## REQUIREMENT
Shift every bounding-box coordinate up by 140 in everything from the line containing "Batch job #204 — target class is rock face" down to the line containing "[25,417,512,512]". Write out that whole stretch again, copying the lines without coordinates unchanged.

───── EXTRACTED ENTRIES

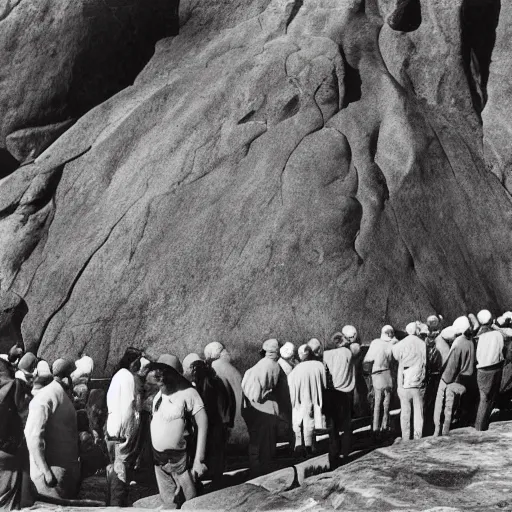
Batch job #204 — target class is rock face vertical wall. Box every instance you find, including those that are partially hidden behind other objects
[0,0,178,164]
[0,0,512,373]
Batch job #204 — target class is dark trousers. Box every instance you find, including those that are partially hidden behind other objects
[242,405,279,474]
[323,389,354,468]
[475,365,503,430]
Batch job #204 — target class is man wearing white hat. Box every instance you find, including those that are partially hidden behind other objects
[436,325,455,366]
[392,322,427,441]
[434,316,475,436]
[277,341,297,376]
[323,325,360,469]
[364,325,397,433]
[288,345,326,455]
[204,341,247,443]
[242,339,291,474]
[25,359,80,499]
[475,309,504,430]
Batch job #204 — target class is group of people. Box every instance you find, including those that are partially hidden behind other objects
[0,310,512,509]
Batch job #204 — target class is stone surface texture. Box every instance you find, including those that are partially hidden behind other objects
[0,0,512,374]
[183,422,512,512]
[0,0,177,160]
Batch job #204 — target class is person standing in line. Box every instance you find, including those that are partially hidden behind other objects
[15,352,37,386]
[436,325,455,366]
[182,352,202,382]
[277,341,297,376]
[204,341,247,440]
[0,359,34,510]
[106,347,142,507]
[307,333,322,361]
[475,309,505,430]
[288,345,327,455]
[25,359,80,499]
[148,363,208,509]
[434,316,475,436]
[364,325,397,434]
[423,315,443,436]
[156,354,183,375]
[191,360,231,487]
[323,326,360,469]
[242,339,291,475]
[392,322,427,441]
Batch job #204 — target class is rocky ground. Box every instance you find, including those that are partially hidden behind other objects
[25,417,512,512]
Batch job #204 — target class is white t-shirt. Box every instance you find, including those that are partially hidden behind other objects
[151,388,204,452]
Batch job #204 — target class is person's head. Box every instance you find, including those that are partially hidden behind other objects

──────────
───── EXTRACTED ENTRIES

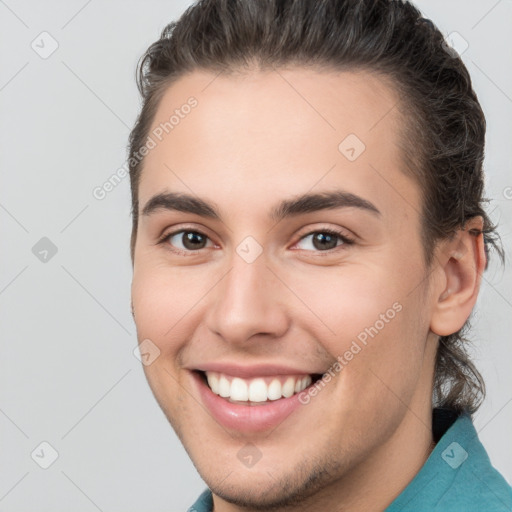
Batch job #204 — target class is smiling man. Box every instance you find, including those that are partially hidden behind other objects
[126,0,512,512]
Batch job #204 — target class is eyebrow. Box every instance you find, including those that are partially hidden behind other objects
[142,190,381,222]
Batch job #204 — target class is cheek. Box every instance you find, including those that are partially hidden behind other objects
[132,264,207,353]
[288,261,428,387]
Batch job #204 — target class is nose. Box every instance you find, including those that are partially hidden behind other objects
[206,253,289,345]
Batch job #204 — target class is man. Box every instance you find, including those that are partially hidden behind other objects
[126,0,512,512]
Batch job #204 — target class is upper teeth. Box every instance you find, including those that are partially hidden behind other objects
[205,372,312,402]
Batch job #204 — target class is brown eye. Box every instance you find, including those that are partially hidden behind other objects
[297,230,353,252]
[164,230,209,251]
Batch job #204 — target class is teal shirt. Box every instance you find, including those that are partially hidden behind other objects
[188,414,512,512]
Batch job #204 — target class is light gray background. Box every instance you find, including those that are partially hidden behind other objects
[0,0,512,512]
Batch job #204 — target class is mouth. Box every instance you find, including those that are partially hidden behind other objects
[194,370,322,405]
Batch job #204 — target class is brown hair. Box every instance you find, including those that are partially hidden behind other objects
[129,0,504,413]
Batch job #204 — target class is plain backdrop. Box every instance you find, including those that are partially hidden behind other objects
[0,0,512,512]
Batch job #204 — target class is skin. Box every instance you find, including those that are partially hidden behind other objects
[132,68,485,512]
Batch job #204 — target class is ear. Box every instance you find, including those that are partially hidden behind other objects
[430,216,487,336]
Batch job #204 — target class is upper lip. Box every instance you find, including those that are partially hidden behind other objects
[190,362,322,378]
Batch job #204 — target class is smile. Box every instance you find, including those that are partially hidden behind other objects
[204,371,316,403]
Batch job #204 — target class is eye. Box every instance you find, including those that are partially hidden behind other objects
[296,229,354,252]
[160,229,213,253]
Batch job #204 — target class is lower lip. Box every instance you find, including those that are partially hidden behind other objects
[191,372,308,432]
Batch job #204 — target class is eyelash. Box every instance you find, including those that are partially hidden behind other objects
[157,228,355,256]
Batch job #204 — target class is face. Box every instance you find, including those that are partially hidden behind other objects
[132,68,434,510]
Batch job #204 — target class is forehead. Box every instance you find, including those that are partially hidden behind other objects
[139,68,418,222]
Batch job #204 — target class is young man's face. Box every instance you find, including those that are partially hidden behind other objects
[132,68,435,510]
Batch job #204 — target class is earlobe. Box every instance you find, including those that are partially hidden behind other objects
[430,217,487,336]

──────────

## CORRECT ANSWER
Batch job #204 — target class is rock face vertical wall. Box every instance you find, including those that are partially hidden behind other objects
[140,140,318,304]
[140,140,652,513]
Batch job #204 — target class is dark trousers. Box every instance you find, including those that are partially hidden behind other objects
[382,545,419,614]
[463,529,494,608]
[615,505,643,570]
Batch job #204 — target class is man wearing white hat. Box every instance you find, including those that are partially hidden behind other objects
[576,465,595,506]
[532,462,567,581]
[574,456,615,576]
[417,481,437,516]
[463,465,500,609]
[504,465,537,573]
[428,485,466,595]
[344,481,387,583]
[382,479,431,614]
[165,499,220,639]
[615,449,644,570]
Batch job #204 — target class is group of people. Box every instance you find, including those that are partially hidden behind other objects
[140,450,652,649]
Batch job #204 — target class is stone surface texture. Box every instance you find, including those that are partially hidden behind other objects
[140,140,652,514]
[323,562,652,652]
[140,140,317,300]
Batch job #204 — target class is person standing in line. Box every instance you find, including those that are partially hidden behind other objects
[155,492,177,526]
[576,465,595,506]
[322,492,342,522]
[417,481,437,516]
[344,481,387,580]
[140,499,174,650]
[246,487,282,647]
[447,473,462,501]
[615,449,645,570]
[428,485,467,595]
[165,499,220,639]
[288,503,348,649]
[574,456,615,576]
[504,465,537,574]
[563,455,583,576]
[296,494,323,515]
[331,500,371,627]
[463,466,500,609]
[382,479,431,615]
[532,462,567,581]
Batch job #204 — target class is rocky ground. Box every instance you find, including those that are partially hidden behind other objects
[165,557,652,652]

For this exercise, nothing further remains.